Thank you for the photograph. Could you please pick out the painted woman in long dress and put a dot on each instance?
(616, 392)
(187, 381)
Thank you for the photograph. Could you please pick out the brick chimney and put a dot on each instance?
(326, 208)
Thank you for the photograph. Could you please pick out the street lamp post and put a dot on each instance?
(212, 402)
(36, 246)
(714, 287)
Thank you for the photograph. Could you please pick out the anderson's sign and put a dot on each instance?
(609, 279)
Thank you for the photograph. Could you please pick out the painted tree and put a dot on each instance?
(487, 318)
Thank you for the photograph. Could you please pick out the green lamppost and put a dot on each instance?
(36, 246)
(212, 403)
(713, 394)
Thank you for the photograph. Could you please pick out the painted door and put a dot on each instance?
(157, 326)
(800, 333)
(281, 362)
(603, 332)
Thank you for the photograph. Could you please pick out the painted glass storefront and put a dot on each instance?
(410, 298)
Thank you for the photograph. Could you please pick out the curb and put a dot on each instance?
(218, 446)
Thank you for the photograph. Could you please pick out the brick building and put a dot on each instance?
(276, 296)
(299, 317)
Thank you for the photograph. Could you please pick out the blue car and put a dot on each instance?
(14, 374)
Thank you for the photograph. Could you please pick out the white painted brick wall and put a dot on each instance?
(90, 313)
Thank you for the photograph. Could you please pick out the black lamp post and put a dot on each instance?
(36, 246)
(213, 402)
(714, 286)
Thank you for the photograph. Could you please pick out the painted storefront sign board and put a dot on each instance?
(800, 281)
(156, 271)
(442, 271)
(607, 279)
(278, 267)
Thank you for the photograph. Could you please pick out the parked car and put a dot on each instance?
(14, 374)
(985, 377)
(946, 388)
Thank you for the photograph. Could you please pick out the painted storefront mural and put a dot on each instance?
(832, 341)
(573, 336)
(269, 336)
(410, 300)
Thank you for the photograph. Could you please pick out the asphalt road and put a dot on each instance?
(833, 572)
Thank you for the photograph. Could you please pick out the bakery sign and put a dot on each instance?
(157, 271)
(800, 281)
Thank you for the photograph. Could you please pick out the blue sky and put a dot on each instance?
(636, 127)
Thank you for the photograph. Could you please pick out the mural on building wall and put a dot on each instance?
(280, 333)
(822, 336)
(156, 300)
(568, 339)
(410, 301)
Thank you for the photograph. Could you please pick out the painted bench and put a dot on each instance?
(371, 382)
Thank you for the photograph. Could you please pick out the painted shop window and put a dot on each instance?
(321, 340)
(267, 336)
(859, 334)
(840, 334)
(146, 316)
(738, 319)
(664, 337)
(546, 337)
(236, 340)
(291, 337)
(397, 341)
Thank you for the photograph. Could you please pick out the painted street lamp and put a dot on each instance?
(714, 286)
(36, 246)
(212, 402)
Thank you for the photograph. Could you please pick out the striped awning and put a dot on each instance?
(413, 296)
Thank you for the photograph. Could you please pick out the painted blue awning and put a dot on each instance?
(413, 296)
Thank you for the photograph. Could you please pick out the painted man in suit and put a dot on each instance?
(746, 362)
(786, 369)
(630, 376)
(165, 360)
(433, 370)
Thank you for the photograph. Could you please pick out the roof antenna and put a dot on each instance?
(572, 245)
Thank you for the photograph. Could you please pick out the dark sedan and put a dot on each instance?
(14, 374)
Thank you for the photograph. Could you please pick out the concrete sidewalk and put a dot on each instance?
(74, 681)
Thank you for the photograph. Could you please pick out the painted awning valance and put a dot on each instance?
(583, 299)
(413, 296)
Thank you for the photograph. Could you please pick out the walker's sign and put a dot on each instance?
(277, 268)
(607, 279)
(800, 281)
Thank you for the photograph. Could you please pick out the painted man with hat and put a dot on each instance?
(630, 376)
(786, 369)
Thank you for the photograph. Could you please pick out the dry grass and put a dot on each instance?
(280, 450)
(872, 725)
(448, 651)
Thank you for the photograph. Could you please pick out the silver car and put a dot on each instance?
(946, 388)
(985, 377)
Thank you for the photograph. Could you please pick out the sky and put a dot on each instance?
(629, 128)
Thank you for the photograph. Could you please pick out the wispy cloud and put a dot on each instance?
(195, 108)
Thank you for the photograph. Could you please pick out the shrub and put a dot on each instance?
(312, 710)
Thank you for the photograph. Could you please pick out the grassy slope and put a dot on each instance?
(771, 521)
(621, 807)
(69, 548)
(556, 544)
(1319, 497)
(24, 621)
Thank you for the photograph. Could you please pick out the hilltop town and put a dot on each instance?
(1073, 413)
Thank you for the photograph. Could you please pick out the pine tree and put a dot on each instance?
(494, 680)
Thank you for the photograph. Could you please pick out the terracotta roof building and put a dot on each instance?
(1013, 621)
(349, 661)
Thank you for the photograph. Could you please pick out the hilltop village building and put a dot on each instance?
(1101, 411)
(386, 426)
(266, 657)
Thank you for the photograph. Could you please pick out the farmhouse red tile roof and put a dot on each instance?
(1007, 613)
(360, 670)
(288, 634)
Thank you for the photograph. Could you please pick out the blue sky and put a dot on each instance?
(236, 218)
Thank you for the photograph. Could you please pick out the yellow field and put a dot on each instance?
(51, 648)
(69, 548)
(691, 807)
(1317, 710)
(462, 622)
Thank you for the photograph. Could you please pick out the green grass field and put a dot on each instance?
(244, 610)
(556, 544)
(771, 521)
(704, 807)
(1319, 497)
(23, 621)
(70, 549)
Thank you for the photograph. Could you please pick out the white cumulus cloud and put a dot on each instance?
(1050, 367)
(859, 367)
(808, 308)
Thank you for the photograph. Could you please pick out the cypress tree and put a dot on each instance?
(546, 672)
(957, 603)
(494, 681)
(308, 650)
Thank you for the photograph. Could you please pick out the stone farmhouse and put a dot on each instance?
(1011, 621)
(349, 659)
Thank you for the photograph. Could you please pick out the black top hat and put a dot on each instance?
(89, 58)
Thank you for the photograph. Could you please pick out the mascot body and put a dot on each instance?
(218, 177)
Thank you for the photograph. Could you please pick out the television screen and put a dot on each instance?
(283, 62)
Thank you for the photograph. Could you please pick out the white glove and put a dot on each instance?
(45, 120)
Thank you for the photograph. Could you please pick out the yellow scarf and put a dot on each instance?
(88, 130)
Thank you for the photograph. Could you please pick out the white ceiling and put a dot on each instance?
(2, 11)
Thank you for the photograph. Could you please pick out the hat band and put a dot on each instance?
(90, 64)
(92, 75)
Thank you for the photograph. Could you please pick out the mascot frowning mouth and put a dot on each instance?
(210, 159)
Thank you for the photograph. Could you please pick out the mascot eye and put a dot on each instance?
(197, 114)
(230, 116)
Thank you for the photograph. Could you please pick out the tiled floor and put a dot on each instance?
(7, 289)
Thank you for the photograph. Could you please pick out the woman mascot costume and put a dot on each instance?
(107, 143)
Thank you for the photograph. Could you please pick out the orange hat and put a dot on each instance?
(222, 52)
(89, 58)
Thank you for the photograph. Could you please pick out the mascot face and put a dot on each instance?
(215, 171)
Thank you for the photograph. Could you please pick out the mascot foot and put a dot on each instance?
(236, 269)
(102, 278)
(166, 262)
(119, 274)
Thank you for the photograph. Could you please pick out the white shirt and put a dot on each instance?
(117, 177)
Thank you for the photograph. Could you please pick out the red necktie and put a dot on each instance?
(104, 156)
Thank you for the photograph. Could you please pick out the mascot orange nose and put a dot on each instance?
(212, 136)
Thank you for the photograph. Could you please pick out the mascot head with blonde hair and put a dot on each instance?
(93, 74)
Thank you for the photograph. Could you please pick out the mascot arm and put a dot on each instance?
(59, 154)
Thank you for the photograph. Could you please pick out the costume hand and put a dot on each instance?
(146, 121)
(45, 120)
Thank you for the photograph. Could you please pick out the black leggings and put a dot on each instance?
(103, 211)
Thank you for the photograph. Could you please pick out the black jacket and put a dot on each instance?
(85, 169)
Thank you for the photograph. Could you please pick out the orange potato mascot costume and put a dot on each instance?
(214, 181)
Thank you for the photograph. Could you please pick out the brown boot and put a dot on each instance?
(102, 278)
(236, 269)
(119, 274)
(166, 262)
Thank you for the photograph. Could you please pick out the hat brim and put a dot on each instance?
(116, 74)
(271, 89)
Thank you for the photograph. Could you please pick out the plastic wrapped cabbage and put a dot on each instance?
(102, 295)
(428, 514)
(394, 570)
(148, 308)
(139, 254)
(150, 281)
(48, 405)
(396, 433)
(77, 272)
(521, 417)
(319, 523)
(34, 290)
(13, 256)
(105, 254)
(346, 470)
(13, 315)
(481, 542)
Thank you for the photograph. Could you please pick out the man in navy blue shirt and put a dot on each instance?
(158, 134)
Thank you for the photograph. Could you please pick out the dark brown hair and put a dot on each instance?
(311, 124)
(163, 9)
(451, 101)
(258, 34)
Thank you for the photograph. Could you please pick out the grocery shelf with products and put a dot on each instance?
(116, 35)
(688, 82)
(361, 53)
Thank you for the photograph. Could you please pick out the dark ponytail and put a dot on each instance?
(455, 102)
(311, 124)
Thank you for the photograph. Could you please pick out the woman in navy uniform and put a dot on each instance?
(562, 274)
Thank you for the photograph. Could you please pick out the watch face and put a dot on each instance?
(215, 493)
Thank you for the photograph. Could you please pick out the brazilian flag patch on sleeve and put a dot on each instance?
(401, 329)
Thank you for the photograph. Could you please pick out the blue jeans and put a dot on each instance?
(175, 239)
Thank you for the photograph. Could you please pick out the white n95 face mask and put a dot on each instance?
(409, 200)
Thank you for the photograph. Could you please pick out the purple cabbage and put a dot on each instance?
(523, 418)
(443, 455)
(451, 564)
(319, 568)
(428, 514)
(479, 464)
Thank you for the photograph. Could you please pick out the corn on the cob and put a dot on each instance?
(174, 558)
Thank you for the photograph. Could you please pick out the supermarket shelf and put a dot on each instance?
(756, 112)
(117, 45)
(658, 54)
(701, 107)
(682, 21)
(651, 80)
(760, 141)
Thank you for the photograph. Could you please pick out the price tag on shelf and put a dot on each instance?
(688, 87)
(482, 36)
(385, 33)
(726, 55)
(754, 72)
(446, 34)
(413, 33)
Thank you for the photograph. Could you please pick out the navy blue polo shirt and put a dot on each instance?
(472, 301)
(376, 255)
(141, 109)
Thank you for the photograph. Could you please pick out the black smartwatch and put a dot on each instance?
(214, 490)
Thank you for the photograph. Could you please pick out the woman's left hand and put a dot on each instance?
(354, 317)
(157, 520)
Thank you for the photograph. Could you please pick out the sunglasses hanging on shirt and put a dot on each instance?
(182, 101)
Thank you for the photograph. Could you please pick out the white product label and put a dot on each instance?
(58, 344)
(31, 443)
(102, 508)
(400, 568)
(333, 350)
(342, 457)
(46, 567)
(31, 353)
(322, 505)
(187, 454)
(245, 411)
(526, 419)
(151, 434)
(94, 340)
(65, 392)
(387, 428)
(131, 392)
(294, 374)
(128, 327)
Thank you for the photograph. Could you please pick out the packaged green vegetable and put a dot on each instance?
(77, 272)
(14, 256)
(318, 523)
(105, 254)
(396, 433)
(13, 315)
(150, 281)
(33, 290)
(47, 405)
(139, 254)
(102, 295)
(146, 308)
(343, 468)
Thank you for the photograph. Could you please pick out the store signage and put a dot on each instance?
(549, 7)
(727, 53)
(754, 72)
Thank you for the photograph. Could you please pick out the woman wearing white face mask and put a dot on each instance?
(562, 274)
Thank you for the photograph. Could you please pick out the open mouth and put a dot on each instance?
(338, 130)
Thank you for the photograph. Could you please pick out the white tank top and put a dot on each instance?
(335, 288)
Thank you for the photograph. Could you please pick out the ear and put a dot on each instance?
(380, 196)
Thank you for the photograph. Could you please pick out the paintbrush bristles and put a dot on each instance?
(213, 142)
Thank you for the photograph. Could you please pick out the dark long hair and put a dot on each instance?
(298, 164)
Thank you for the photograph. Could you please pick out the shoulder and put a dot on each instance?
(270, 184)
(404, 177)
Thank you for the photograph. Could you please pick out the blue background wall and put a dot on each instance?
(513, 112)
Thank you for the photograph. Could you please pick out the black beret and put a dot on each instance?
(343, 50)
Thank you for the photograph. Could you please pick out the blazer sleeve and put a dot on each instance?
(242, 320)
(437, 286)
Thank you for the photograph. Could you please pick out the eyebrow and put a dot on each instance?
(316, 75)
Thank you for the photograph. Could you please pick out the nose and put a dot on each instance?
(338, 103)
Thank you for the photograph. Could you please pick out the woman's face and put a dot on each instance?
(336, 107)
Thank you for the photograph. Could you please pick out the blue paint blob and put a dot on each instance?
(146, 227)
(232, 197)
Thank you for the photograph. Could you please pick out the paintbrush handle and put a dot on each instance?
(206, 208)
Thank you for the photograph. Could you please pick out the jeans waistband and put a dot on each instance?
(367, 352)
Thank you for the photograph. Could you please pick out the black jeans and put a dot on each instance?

■ ■ ■

WHAT IS REQUIRED » Everything from the line containing "waistband and put a dot on each instance?" to the last line of the entries above should be quoted exactly, and only that.

TASK RESPONSE »
Thank you for the photograph. Could you please pick out the jeans waistband and put a dot on each instance?
(367, 352)
Thank you for the photograph. Could you please pick out the black jeans and put a dot on each instance?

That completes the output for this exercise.